| Records |
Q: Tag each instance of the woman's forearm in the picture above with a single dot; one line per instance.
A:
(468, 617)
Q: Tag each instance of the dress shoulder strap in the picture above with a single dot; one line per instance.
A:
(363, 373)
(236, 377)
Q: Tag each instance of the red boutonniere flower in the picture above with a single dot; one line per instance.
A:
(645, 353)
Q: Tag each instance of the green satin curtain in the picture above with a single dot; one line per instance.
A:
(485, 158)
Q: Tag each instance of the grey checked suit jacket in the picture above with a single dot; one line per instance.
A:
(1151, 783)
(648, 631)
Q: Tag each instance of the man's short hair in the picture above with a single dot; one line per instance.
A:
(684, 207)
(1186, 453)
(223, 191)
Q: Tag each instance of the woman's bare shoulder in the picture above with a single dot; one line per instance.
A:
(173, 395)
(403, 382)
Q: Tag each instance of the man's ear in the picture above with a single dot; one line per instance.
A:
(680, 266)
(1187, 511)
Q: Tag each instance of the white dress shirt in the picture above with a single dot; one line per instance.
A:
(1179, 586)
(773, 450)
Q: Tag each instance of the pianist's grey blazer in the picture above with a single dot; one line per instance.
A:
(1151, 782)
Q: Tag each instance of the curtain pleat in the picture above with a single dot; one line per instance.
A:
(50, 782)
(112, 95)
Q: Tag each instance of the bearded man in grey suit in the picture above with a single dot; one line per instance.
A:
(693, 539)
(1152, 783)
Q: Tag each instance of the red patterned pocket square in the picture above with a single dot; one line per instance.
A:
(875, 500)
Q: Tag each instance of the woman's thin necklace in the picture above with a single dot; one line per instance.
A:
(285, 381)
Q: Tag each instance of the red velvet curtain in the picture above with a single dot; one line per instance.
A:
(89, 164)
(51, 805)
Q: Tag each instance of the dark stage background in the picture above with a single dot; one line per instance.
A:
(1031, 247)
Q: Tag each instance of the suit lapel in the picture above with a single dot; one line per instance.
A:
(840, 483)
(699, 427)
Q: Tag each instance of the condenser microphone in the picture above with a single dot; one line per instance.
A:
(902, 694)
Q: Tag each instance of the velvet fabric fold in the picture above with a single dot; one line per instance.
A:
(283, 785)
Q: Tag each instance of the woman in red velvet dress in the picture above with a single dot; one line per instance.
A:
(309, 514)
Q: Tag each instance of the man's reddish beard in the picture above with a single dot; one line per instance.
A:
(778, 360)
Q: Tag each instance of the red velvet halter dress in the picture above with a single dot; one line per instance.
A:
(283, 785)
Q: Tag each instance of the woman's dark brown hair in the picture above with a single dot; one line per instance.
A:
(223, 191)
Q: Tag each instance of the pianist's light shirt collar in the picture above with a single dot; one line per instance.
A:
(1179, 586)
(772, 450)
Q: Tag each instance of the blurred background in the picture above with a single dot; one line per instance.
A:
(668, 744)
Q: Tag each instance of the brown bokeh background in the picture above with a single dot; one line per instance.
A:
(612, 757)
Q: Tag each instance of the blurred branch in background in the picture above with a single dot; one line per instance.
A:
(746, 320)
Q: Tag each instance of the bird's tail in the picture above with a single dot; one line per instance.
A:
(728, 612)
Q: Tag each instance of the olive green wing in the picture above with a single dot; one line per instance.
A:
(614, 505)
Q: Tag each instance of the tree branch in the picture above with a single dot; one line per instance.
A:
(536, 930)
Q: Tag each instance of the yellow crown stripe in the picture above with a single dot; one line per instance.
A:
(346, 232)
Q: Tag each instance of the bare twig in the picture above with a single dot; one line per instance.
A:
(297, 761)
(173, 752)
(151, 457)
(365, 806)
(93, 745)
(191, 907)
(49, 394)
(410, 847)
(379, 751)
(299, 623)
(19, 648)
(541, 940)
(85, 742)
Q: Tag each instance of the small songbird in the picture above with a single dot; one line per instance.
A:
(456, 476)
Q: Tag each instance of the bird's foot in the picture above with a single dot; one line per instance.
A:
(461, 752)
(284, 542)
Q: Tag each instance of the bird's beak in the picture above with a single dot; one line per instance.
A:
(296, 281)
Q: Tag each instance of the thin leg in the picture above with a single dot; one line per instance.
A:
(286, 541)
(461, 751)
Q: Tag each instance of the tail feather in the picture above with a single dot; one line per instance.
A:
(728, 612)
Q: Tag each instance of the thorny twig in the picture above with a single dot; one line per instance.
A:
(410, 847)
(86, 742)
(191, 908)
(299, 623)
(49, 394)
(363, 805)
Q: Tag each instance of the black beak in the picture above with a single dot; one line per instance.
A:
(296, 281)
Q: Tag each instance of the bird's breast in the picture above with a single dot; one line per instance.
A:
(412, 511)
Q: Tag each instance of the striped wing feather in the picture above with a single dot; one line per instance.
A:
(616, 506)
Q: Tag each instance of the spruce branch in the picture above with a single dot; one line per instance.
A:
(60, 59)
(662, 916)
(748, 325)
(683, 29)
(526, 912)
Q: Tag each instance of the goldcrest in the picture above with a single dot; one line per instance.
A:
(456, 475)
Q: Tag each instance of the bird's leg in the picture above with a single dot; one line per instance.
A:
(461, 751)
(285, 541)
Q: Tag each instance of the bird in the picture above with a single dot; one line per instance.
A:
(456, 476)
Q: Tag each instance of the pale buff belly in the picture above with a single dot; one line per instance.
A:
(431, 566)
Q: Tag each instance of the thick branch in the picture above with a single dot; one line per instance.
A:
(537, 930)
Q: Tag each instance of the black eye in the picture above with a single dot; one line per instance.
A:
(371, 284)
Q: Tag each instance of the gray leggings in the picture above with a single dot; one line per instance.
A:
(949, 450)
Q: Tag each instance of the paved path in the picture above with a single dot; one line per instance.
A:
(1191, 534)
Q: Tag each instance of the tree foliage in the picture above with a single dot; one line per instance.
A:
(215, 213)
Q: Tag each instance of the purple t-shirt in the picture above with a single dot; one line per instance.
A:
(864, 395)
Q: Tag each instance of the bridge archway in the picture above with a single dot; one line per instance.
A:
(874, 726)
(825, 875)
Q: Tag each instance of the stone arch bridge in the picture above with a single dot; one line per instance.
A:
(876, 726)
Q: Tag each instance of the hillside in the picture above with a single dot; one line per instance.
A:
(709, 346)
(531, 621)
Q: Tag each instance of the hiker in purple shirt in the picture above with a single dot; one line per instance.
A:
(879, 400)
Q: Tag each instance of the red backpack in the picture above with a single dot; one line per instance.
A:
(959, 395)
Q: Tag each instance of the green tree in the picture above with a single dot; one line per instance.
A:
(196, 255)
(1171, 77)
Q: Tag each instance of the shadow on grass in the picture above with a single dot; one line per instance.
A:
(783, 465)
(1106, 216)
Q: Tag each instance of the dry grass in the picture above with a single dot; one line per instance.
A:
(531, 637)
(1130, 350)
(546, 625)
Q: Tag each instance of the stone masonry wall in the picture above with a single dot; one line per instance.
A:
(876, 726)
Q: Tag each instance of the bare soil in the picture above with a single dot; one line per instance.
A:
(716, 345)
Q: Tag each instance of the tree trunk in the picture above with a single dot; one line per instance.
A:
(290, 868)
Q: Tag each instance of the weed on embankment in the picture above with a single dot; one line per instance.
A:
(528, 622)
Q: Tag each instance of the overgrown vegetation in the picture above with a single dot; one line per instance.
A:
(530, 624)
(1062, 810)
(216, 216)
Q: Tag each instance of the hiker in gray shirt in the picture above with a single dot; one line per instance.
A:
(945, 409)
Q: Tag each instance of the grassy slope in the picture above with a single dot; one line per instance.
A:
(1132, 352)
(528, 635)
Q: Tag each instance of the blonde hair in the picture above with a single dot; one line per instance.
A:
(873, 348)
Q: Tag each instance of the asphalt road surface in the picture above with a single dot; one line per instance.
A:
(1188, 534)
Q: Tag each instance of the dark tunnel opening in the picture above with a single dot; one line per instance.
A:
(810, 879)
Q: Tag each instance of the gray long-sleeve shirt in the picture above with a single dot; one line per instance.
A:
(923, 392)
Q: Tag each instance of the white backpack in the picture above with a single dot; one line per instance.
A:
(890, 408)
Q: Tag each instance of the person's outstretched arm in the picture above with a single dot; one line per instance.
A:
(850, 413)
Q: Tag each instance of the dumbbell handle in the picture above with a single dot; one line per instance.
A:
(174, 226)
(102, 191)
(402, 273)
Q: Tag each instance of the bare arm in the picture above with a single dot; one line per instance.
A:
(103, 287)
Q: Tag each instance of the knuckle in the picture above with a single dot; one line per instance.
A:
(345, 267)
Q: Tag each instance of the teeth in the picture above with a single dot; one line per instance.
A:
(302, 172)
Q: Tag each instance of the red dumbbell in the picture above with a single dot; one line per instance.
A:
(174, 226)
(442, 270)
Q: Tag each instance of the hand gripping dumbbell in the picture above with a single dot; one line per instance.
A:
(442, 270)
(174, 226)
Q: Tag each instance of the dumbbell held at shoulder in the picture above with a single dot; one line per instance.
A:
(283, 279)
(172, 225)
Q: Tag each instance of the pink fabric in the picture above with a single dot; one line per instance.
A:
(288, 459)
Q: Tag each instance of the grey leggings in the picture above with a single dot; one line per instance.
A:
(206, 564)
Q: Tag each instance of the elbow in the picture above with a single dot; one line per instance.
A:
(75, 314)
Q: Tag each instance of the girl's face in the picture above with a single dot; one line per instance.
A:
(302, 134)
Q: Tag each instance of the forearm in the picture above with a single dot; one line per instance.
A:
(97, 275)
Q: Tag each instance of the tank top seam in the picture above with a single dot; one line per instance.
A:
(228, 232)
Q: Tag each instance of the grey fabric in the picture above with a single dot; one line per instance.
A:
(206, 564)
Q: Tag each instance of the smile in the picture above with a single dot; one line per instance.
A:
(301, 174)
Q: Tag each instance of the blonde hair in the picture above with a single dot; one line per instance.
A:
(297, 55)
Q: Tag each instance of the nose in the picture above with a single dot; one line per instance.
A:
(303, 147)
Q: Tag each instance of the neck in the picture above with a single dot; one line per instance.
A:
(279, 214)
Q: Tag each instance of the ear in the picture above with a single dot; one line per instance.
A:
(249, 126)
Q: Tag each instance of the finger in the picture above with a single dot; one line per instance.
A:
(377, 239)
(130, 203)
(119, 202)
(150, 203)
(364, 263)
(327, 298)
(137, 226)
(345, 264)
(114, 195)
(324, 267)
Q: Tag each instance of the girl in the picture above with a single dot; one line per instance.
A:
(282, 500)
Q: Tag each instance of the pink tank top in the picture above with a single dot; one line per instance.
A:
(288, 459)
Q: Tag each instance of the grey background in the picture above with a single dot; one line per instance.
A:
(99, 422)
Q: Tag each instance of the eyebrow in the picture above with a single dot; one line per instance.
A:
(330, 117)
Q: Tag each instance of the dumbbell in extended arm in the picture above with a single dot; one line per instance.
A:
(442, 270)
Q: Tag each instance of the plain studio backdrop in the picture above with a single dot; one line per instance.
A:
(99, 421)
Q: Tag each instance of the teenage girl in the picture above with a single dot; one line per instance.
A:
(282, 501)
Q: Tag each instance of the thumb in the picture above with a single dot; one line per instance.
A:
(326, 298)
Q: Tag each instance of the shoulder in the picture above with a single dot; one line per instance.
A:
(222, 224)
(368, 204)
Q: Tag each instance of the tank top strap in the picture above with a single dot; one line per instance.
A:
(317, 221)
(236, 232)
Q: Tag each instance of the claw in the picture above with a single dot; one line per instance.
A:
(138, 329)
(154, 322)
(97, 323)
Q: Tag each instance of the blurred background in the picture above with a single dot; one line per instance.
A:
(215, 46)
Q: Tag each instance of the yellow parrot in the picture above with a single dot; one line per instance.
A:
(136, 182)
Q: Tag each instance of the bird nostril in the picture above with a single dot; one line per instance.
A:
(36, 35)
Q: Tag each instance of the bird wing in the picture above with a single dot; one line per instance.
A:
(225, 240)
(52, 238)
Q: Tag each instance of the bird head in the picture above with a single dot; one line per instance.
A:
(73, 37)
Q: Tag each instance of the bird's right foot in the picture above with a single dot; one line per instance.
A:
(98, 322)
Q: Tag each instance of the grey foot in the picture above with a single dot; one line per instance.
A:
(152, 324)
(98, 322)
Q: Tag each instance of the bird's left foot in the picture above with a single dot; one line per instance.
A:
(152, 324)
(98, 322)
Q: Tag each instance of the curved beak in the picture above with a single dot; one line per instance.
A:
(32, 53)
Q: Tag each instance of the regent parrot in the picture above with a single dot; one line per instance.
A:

| Description of the task |
Of the lines above, retype only those from the line containing "Q: Tag each instance of the paved" through the line containing "Q: Tag each instance of the bridge", including both, exactly.

| Task solution |
Q: Tag each instance of the paved path in the picture above with a single dot; one line per instance.
A:
(1191, 534)
Q: Tag each instance of the tree foliage in the picture above with a single dot; one line per instance.
A:
(215, 213)
Q: Tag each instance of the purple t-shirt in the picture above with a single dot; one line per instance.
A:
(864, 395)
Q: Tag each instance of the bridge archway in the picture above with a single dot; one line per instance.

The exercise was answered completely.